DATASET RECORDS
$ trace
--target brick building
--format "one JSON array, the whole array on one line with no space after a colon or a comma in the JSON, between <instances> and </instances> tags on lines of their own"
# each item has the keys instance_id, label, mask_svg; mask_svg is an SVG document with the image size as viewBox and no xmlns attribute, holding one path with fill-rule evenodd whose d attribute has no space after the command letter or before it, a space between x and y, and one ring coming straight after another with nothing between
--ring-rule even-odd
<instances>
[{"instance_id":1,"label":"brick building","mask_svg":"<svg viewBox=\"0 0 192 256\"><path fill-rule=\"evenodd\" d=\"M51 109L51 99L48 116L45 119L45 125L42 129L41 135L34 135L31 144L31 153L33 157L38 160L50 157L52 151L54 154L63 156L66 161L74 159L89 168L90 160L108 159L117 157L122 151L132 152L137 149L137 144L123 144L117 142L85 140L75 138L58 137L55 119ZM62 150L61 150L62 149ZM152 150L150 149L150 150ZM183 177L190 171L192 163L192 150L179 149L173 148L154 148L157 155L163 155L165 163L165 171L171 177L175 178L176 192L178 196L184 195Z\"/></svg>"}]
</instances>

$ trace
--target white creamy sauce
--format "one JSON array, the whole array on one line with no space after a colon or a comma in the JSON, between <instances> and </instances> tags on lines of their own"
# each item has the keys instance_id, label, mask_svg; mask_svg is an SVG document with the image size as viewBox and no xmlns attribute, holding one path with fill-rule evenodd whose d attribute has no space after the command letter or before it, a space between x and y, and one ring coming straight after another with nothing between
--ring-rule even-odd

WHAT YOU ARE ASKED TO DO
Reproduce every line of the items above without changing a single character.

RESPONSE TO THE EXERCISE
$ trace
--target brick building
--format "one JSON array, the whole array on one line with no space after a colon or a comma in the JSON, between <instances> and </instances> tags on lines of their own"
# each item has the keys instance_id, label, mask_svg; mask_svg is an SVG document with the image size as viewBox and no xmlns attribute, holding one path with fill-rule evenodd whose d attribute has no space after the command letter or before it, a space between x and y, and one ring coming straight after another with nothing between
--ring-rule even-odd
<instances>
[{"instance_id":1,"label":"brick building","mask_svg":"<svg viewBox=\"0 0 192 256\"><path fill-rule=\"evenodd\" d=\"M51 109L51 99L48 116L45 119L45 125L42 129L41 135L34 135L31 144L31 153L33 157L38 160L50 157L52 151L54 154L63 156L66 161L74 159L89 168L90 160L108 159L117 157L122 151L132 152L137 149L137 144L123 144L117 142L85 140L75 138L58 137L55 119ZM62 150L61 150L62 149ZM152 150L150 149L150 150ZM183 177L190 171L192 163L192 150L179 149L173 148L154 148L157 155L163 155L165 163L165 171L171 177L175 178L176 192L178 196L184 195Z\"/></svg>"}]
</instances>

$ trace
--target white creamy sauce
--format "one JSON array, the whole array on one line with no space after a colon or a comma in the JSON, between <instances> and </instances> tags on lines of their own"
# each item has the keys instance_id, label, mask_svg; mask_svg is an SVG document with the image size as viewBox and no xmlns attribute, holding one path with fill-rule evenodd whose d attribute has no space after the command letter or before it, a space between x and y, and one ring coming straight after another with nothing between
--ring-rule even-odd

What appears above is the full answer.